**Description of the task:** Give back the records below exactly, every one, with no pictures.

═════ Material supplied ═════

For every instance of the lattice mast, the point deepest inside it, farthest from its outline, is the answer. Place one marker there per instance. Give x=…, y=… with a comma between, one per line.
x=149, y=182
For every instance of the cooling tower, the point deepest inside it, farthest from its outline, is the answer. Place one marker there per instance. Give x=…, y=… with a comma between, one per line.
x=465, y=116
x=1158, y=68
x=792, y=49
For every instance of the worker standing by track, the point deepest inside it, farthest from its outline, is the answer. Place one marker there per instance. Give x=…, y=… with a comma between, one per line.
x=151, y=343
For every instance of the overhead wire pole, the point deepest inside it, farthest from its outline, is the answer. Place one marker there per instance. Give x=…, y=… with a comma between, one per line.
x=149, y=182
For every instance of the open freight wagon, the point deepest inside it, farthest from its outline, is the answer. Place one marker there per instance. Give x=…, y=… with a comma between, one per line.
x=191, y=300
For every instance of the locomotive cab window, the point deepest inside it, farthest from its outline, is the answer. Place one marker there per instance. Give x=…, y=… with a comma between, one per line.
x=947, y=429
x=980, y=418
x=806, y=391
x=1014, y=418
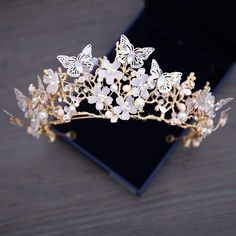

═════

**Answer section:**
For every instance of the lattice mast, the point deepest inside it, farthest from its outline, is the answer. Place one marker there per instance. Give x=…, y=… with a comma between, one per line.
x=149, y=182
For every instance of the cooling tower, the point deepest inside it, farthest from its outline, is the answer. Place one marker there per instance. Give x=…, y=… with a comma between, one per line.
x=465, y=116
x=1158, y=68
x=792, y=49
For every instance of the worker standing by track, the point deepest inside it, farthest from its outline, is the answer. Place one marker there per instance. Give x=…, y=… with a comma between, one per line.
x=151, y=343
For every instance of the overhead wire pole, the point deepest inside it, farthest from its outline, is the answer. Place one marker there per instance. Give x=…, y=… with a comma between, one per line.
x=149, y=182
For every instance of the open freight wagon, the point deepest inside it, farthest from its outline, is the answer. Place one marker there per instance. Give x=…, y=… with a comma between, one per line.
x=191, y=300
For every instance of the locomotive cab window, the point deepest inside it, farthest from its outline, is the answer. Place one marker there per instance. Give x=…, y=… with a comma between, one per line.
x=947, y=429
x=980, y=418
x=806, y=391
x=1014, y=418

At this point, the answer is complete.